### BRON
__________
De heer Zijlstra (VVD):

Dat is toch geen verrassing? Dat stond ook in de brief die we dit voorjaar hebben gestuurd over de wijze waarop we het beleid voor terugkeer van uitgeprocedeerde asielzoekers gaan verbeteren. Wij hebben afgesproken dat op een aantal plekken binnen de termijn van een beperkt aantal weken geproefd zal worden of mensen echt willen meewerken aan terugkeer. Als dat zo is, dan krijgen zij die opvang tot het moment van terugkeer gerealiseerd is. Dat is het beleid dat we gaan uitvoeren. Wij hebben toen gezegd: dat kost ook wat geld. Dat zet je dan ook in de begroting. Ik weet niet waar de verrassing vandaan komt, want deze zagen we volgens mij aankomen.

De heer Pechtold (D66):

De verrassing zit hem erin dat de Justitiebegroting één grote gatenkaas is, maar het toch gelukt is — en ik ben daar alleen maar blij mee — om de kramp waar de VVD in zat en de gijzeling waar de PvdA in zat, te doorbreken. Als je geld ervoor uittrekt, zoals verschillende instanties verordonneerd hebben, en je dat in de begroting zet, met ook nog eens 20 miljoen per jaar voor de komende jaren, dan accepteer je dat die burgemeesters en steden de bed-bad-brood op een fatsoenlijke wijze regelen zolang het rijksbeleid tekortschiet. Een begroting vol gatenkaas, maar dit is goed geregeld. De VVD is door de pomp. Ik wil de concrete plannen dan ook graag snel zien.
__________
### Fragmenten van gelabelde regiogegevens
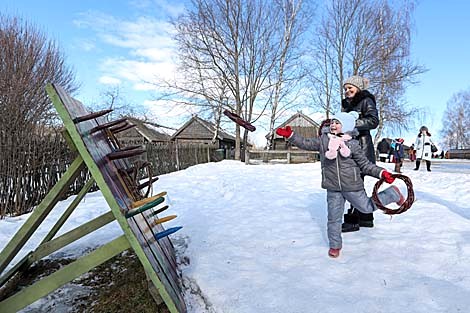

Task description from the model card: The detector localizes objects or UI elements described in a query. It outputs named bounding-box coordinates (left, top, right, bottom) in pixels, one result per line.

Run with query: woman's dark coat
left=341, top=90, right=379, bottom=163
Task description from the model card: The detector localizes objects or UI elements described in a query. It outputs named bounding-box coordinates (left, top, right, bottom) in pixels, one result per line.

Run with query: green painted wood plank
left=41, top=177, right=95, bottom=244
left=0, top=236, right=130, bottom=313
left=28, top=211, right=114, bottom=264
left=0, top=251, right=33, bottom=287
left=46, top=84, right=186, bottom=313
left=0, top=156, right=84, bottom=273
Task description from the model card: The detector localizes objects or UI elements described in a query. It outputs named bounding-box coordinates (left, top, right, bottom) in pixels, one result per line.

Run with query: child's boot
left=341, top=208, right=359, bottom=233
left=328, top=248, right=341, bottom=258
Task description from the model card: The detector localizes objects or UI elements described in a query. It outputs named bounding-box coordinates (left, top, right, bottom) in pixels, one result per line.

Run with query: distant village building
left=171, top=115, right=235, bottom=151
left=446, top=149, right=470, bottom=159
left=266, top=112, right=320, bottom=150
left=117, top=117, right=174, bottom=146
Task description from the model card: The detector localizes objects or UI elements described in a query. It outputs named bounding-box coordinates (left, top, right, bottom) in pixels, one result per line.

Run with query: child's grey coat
left=288, top=128, right=384, bottom=191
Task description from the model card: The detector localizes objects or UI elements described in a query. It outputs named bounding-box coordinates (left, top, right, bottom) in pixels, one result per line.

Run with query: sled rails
left=0, top=84, right=187, bottom=313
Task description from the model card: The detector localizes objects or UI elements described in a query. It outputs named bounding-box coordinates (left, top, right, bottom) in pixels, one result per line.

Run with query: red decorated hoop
left=372, top=174, right=415, bottom=215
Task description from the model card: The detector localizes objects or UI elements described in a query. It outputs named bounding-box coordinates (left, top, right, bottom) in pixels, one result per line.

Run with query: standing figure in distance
left=341, top=76, right=379, bottom=232
left=408, top=143, right=416, bottom=162
left=377, top=138, right=390, bottom=162
left=414, top=126, right=433, bottom=172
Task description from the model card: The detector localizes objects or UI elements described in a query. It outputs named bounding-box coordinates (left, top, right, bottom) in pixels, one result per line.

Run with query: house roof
left=265, top=112, right=320, bottom=138
left=127, top=117, right=172, bottom=142
left=171, top=115, right=235, bottom=141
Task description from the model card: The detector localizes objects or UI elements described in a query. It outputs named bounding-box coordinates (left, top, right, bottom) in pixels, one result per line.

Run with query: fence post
left=175, top=140, right=180, bottom=171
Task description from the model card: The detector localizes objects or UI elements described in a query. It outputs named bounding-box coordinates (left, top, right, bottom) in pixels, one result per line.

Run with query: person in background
left=276, top=112, right=405, bottom=258
left=377, top=138, right=390, bottom=162
left=414, top=126, right=433, bottom=172
left=341, top=76, right=379, bottom=232
left=393, top=138, right=405, bottom=173
left=408, top=143, right=416, bottom=162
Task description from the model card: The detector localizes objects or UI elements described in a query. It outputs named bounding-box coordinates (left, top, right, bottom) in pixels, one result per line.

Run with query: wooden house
left=171, top=115, right=235, bottom=151
left=266, top=112, right=320, bottom=150
left=117, top=117, right=174, bottom=146
left=446, top=149, right=470, bottom=159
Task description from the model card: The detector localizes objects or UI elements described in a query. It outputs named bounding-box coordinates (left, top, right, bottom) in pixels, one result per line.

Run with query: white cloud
left=98, top=76, right=121, bottom=85
left=74, top=12, right=176, bottom=91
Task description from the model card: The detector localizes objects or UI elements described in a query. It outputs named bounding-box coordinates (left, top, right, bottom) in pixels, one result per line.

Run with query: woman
left=393, top=138, right=405, bottom=173
left=341, top=76, right=379, bottom=232
left=414, top=126, right=433, bottom=172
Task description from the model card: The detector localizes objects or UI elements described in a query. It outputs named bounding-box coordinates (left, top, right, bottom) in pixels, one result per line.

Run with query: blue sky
left=0, top=0, right=470, bottom=143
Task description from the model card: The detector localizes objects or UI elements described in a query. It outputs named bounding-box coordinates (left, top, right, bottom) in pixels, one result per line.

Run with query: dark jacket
left=288, top=128, right=384, bottom=191
left=341, top=90, right=379, bottom=164
left=393, top=142, right=405, bottom=163
left=377, top=139, right=390, bottom=153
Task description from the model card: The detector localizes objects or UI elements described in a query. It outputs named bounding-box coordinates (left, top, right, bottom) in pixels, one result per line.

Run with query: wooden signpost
left=0, top=84, right=186, bottom=313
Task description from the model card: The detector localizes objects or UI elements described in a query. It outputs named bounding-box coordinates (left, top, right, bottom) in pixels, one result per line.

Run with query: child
left=276, top=112, right=405, bottom=258
left=393, top=138, right=405, bottom=173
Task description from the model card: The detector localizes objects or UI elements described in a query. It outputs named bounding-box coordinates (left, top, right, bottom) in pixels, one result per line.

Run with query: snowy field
left=0, top=160, right=470, bottom=313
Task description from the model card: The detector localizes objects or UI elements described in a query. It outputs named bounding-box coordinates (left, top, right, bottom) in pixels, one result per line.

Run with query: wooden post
left=175, top=139, right=180, bottom=171
left=41, top=177, right=95, bottom=244
left=0, top=156, right=84, bottom=273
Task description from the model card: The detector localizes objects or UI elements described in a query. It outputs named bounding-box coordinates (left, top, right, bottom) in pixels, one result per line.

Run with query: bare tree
left=313, top=0, right=425, bottom=141
left=0, top=15, right=76, bottom=136
left=441, top=89, right=470, bottom=149
left=166, top=0, right=310, bottom=159
left=267, top=0, right=313, bottom=148
left=89, top=85, right=149, bottom=120
left=0, top=14, right=76, bottom=215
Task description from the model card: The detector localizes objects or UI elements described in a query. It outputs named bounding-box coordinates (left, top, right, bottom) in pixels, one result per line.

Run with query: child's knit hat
left=331, top=111, right=359, bottom=133
left=343, top=75, right=369, bottom=90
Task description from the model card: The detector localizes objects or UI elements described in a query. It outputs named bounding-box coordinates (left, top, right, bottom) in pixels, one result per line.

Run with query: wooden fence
left=0, top=135, right=221, bottom=218
left=245, top=150, right=320, bottom=164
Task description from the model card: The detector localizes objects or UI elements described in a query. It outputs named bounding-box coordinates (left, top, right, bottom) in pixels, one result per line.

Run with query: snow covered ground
left=0, top=160, right=470, bottom=313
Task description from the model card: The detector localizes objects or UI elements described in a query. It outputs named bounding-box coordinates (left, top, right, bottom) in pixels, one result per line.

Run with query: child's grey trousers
left=326, top=186, right=400, bottom=249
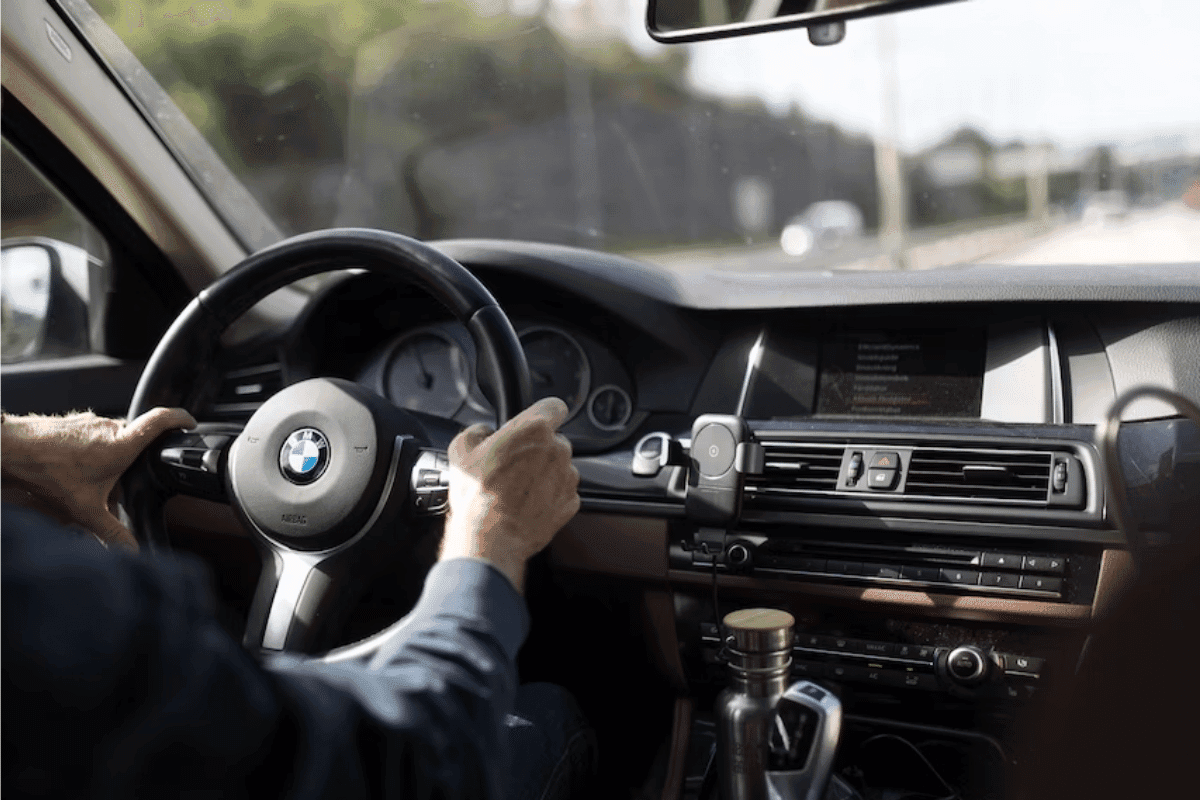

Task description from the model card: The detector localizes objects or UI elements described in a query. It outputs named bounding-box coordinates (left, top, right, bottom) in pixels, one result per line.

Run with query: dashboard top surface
left=434, top=240, right=1200, bottom=309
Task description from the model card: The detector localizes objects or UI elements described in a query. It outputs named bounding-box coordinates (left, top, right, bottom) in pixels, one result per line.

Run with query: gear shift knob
left=767, top=680, right=841, bottom=800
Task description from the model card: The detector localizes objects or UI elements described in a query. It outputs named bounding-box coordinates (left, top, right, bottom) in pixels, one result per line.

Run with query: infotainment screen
left=816, top=329, right=986, bottom=417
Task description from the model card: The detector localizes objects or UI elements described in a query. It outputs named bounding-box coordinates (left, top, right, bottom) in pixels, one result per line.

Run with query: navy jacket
left=0, top=505, right=529, bottom=800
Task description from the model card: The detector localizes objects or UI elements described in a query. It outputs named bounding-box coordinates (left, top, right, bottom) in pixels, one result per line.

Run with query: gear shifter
left=767, top=680, right=841, bottom=800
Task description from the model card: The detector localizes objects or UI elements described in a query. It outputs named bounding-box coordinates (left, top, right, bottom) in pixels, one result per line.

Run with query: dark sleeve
left=0, top=506, right=528, bottom=798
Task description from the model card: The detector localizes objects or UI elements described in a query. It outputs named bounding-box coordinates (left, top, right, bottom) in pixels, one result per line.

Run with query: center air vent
left=746, top=441, right=845, bottom=494
left=904, top=447, right=1052, bottom=505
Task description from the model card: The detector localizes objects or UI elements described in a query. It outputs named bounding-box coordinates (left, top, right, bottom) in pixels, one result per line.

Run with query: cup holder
left=834, top=715, right=1008, bottom=800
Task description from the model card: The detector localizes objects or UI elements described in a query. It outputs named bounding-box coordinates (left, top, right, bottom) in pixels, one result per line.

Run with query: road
left=632, top=203, right=1200, bottom=273
left=984, top=203, right=1200, bottom=266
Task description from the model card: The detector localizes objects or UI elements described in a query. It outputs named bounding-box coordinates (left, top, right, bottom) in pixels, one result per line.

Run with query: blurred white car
left=779, top=200, right=863, bottom=255
left=1080, top=190, right=1129, bottom=228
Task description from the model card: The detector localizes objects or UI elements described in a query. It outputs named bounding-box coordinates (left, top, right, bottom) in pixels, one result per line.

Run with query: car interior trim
left=0, top=0, right=245, bottom=293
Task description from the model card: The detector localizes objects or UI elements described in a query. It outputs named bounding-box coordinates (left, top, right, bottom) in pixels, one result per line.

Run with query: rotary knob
left=946, top=644, right=988, bottom=686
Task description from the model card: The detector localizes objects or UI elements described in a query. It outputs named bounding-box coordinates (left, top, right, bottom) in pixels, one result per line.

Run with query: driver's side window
left=0, top=139, right=112, bottom=363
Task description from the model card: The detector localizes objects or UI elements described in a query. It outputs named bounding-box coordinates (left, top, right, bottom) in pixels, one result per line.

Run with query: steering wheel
left=122, top=228, right=532, bottom=652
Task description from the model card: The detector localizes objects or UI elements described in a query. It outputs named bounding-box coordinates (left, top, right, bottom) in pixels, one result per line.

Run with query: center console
left=635, top=321, right=1124, bottom=796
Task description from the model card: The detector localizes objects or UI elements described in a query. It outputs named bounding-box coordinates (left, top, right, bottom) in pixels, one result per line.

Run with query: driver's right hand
left=440, top=397, right=580, bottom=591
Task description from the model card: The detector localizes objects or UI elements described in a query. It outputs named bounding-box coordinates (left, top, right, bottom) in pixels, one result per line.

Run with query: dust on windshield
left=91, top=0, right=1200, bottom=271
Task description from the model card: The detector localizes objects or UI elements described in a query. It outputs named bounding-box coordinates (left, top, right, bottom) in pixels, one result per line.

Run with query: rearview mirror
left=646, top=0, right=956, bottom=44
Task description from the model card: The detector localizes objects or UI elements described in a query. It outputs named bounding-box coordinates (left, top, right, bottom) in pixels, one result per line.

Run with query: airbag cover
left=228, top=378, right=390, bottom=548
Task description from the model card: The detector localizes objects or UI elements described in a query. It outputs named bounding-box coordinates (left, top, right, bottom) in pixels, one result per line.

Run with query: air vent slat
left=746, top=440, right=842, bottom=495
left=905, top=447, right=1052, bottom=503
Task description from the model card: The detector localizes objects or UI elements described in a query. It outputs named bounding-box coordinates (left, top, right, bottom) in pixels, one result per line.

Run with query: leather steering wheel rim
left=122, top=228, right=532, bottom=648
left=128, top=228, right=533, bottom=425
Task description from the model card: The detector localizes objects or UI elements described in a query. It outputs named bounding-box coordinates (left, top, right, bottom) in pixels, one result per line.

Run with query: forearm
left=438, top=519, right=526, bottom=595
left=0, top=510, right=528, bottom=800
left=270, top=560, right=528, bottom=798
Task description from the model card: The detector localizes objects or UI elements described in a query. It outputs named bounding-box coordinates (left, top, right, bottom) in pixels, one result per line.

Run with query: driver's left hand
left=0, top=408, right=196, bottom=551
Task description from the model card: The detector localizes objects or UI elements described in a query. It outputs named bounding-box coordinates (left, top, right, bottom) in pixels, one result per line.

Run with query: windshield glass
left=84, top=0, right=1200, bottom=271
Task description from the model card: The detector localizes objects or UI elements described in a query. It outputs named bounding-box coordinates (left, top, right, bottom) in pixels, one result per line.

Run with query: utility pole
left=875, top=17, right=908, bottom=270
left=1025, top=142, right=1050, bottom=224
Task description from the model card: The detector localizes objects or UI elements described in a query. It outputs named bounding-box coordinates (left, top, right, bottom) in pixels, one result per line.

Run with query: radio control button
left=983, top=553, right=1022, bottom=570
left=900, top=565, right=942, bottom=583
left=1025, top=555, right=1067, bottom=575
left=979, top=572, right=1020, bottom=589
left=1020, top=575, right=1062, bottom=594
left=942, top=567, right=979, bottom=587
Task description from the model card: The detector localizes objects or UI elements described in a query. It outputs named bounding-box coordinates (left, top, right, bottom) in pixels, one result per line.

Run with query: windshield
__________
### GESTELDE OPDRACHT 1
Leg uit waarom de heer Zijlstra volgens het debatfragment vindt dat er geen sprake is van een verrassing.
### GESTELDE OPDRACHT 2
Herhaal uit het debatfragment letterlijk het stuk van "De heer Pechtold" tot en met "graag snel zien.".
De lijst speelt hierbij geen enkele rol.

### ANTWOORD 1
Het beleid stond al in de brief die dit voorjaar is gestuurd over het verbeteren van de terugkeer van uitgeprocedeerde asielzoekers. Daarin was ook al gezegd dat het geld kost en dat dat in de begroting komt, zodat men dit volgens hem zag aankomen.

### ANTWOORD 2
De heer Pechtold (D66):

De verrassing zit hem erin dat de Justitiebegroting één grote gatenkaas is, maar het toch gelukt is — en ik ben daar alleen maar blij mee — om de kramp waar de VVD in zat en de gijzeling waar de PvdA in zat, te doorbreken. Als je geld ervoor uittrekt, zoals verschillende instanties verordonneerd hebben, en je dat in de begroting zet, met ook nog eens 20 miljoen per jaar voor de komende jaren, dan accepteer je dat die burgemeesters en steden de bed-bad-brood op een fatsoenlijke wijze regelen zolang het rijksbeleid tekortschiet. Een begroting vol gatenkaas, maar dit is goed geregeld. De VVD is door de pomp. Ik wil de concrete plannen dan ook graag snel zien.